# TASKS TO CARRY OUT:
**A.** Which keywords does the paper on voice control of robots list under its abstract?
**B.** Carry on the paper on voice control of robots from its last sentence.

# PAGE EXTRACT:
╭──
V oice Control of Robots and Mobile Machinery
Ruslan Sergeevich Shokhirev Institute of Technical Cybernetics and Informatics, Kazan State Technical University,
Kazan, Russia ruslan.shohirev@gmail.com
Abstract—I develop a system of Russian voice commands recognition. Wavelet transformation is used to analyze the signal key characteristics. Kohonen neural network is used to recognize spoken sound based on these characteristics. Besides, I'll give a brief overview of the current state of the problem of speech recognition
Keywords—speech recognition; voice control; wavelet; neural network
I. Introduction
One of the ways to improve the human-machine interaction is using of voice control interface. This approach allows to control activities of the technical devices in situations where the operator’s hands are busy another work, as well as people with disabilities. In addition, this approach can be used to improve ease of use device.
There are many approaches to solving the problem of voice control at the present moment. There are many speech recognition systems in Russia and in the world. The main problems of modern Russian language recognition systems include the following:
1) Phonetics and semantics of the Russian language be formalized much worse compared with the English language.
2) There has been a little research and produced a few works on the subject of speech recognition in Russia since the USSR. This complicates the task of creating systems of recognition, because there is no well documented theoretical basis and description of modern approaches to solving this problem[1].
3) Existing systems that recognize the Russian language are often built on the principle of client-server, which makes them dependent on availability and quality of communication from global network of Internet. In addition it often puts the user in relation to corporations that own these servers. This is not always possible from the point of view of safety.
The most popular speech recognition systems today can be called the client-server solutions from the corporations Google and Apple: Google Voice Search and Apple Siri. These systems are similar in their work and are based on distributed cloud computing made in corporate date-centers. Systems have extensive vocabularies in different languages, including Russian. The number of recognizable words by Google is hundreds of billion[2]. The main application of these systems is
mobile devices and gadgets. Disadvantages are the dependence on the Internet and corporate data centers.
Both foreign and Russian companies are currently engaged in a number of studies related to speech recognition. However, to date there is no public system of Russian speech recognition.
II. Statement of the Problem
One of the applications of speech recognition systems is the control of mobile machines. At present, manual data input from the keyboard, and specialized controllers - joystick are widely used to interaction with mobile machinery. However, there are situations where it is impossible or inefficient to use these interfaces for control. Operator‘s hands may be busy doing other work. For example, voice commands can be used to control external video cameras during outdoor work on the space station, while the operator’s hands are operating the manipulators. Just such systems can be used to control various household devices by people with limited physical abilities. In such systems the reliability speech recognition and independence of the system from external factors plays an important role, even at the expense of the number of recognizable words. On the other side the recognition of spontaneous speech does not required for these systems. They are used to enter predefined control commands in most cases.
Thus had the following research objectives:
1) The developed system must be autonomous and independent. I.e. all calculations related to the speech recognition must be made directly on the device, or on the local server.
2) The developed system should have a limited vocabulary of recognizable words. The system must be universal, namely: adding and removing commands must be performed as quickly as possible.
╰──
(Dataset entries)
╭──
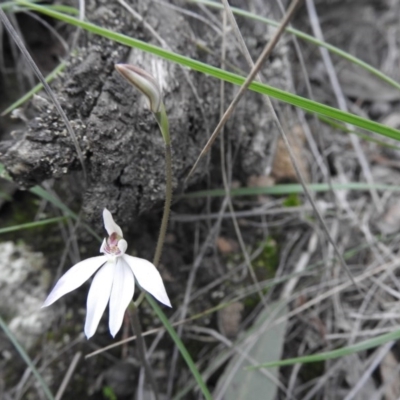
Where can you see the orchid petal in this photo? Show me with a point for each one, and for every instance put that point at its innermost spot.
(121, 295)
(110, 225)
(74, 278)
(103, 245)
(98, 297)
(122, 246)
(148, 278)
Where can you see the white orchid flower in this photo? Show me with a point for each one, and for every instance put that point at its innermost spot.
(114, 282)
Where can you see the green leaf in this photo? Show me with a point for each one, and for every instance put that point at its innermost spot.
(345, 351)
(307, 38)
(31, 225)
(259, 343)
(179, 344)
(27, 359)
(289, 189)
(298, 101)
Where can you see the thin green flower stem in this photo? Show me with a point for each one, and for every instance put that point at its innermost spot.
(141, 346)
(167, 205)
(27, 359)
(162, 120)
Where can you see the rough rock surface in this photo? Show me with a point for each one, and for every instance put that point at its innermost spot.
(119, 139)
(23, 282)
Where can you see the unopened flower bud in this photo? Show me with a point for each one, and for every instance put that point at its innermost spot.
(144, 82)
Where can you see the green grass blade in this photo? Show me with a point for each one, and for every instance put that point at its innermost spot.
(308, 38)
(179, 344)
(34, 90)
(298, 101)
(27, 359)
(39, 191)
(345, 351)
(31, 225)
(289, 189)
(344, 129)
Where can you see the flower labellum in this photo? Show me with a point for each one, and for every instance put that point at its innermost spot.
(114, 282)
(144, 82)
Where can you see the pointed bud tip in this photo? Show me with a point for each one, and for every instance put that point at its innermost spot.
(143, 81)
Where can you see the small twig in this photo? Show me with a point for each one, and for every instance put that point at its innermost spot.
(266, 52)
(32, 64)
(68, 375)
(355, 141)
(292, 157)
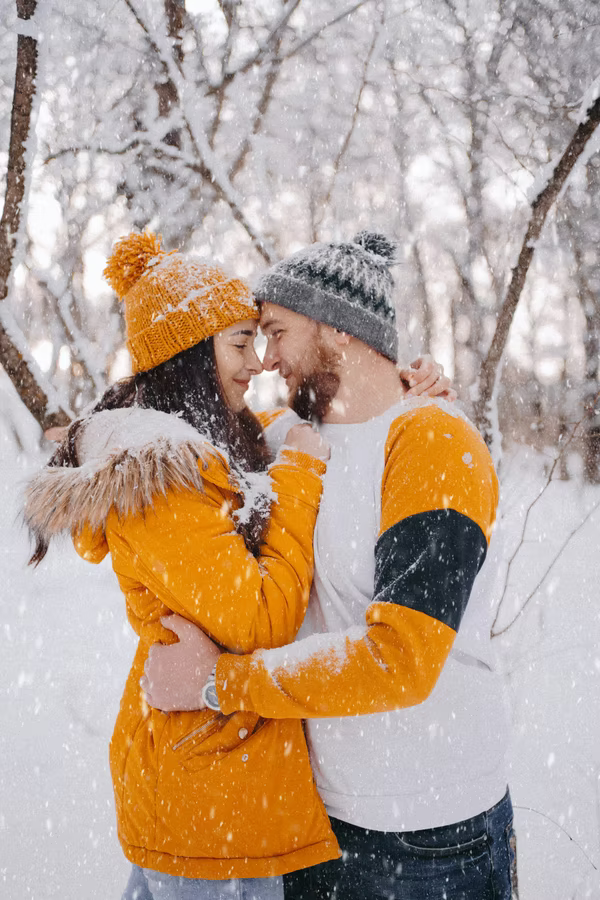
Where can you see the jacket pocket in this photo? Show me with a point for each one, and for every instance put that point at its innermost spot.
(191, 740)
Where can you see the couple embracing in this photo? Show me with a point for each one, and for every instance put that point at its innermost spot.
(320, 718)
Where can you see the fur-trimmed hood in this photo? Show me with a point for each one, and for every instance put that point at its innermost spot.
(127, 458)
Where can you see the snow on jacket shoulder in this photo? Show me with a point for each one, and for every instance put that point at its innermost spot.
(199, 794)
(439, 495)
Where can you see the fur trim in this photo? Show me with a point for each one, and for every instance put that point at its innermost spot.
(126, 478)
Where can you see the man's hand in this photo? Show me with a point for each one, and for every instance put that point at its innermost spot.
(425, 377)
(175, 674)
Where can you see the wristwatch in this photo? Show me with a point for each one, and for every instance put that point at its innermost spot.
(209, 695)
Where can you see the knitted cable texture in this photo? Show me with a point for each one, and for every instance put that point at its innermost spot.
(171, 302)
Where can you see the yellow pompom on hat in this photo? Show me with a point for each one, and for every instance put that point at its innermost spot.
(171, 301)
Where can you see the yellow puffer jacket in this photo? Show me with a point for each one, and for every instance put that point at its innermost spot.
(198, 794)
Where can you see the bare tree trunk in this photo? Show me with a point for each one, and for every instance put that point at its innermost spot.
(539, 211)
(13, 361)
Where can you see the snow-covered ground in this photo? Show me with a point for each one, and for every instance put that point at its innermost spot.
(65, 648)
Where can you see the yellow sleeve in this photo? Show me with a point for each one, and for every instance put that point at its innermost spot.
(439, 497)
(186, 551)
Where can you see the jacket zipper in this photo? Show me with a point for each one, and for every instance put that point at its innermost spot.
(195, 733)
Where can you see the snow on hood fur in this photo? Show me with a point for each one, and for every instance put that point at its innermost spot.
(127, 457)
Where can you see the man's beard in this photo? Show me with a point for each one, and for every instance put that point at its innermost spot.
(312, 397)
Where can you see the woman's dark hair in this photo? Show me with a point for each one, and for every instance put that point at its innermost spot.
(187, 384)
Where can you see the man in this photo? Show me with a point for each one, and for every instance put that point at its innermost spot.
(404, 714)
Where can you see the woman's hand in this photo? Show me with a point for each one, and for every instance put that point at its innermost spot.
(175, 674)
(305, 439)
(425, 377)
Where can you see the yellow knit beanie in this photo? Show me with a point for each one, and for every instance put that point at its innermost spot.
╰──
# EXPECTED OUTPUTS:
**A.** speech recognition; voice control; wavelet; neural network

**B.**
III. Composition of Speech Recognition Systems
A. General Scheme
In the general case speech recognition system (SRS) can be represented by scheme in figure 1[3]. But some units may be missing or combined into one in real SRS. SRS that used to control some devices requires a limited set of commands, and we can use more simple scheme (figure 2) for our system.
Fig. 1. SRS Common scheme
Fig. 2. Command recognition system scheme
Auxiliary algorithms for pre-filtering and system learning are also used in addition to these basic steps.
The second part is often skipped in voice commands recognition and whole words are recognized at once. Advantages of this approach is reducing the number of calculations. But retraining such system for recognition new commands will take more time than retraining system which recognizes phonemes. Because in the second case phonemes of
which consists the new command is already in the system database, and we only need to train it to identify a new order of phonemes.
B. Selection of Signal Characteristics
Frequency spectrum changing in time is the natural characteristic of speech signal. The human brain recognizes speech exactly based on its time-frequency characteristics. Correct identification of the signal characteristics is extremely necessary for successful speech recognition. There are many approaches to solve this problem:
• Fourier spectral analysis.
• Linear prediction coefficients.
• Cepstral analysis.
• Wavelet analysis.
• And other.
Wavelet is a mathematical function that analyzes different frequency components of data. Graph of the function looks like a wavy oscillations with amplitude decreases to zero away from the origin. However, this is particular definition. Generally, the signal analysis is performed in the plane of the wavelet coefficients. Wavelet-coefficients are determined by the integral signal transformation. The resulting wavelet spectrogram clearly ties spectrum of various characteristics of the signals to the time[4]. This way they are fundamentally different from the usual Fourier spectra. This difference gives the advantage of wavelet transformation in the analysis of speech signals that non-stationary in time.
The wavelet transformation of the signal (DWT) consistently selects more and more high-frequency parts, thus breaking the signal into several levels of wavelet coefficients. The coefficients on the first levels are the lowest frequency signal. These coefficients give a good frequency resolution and low time resolution. The coefficients on the last levels of decomposition are the highest frequency of the signal. They give good time resolution and low frequency resolution.
Thus, selection of the signal characteristics using wavelet analysis is transformation of signal into wavelet-coefficients and calculation of average values of these coefficients at each level of the wavelet decomposition.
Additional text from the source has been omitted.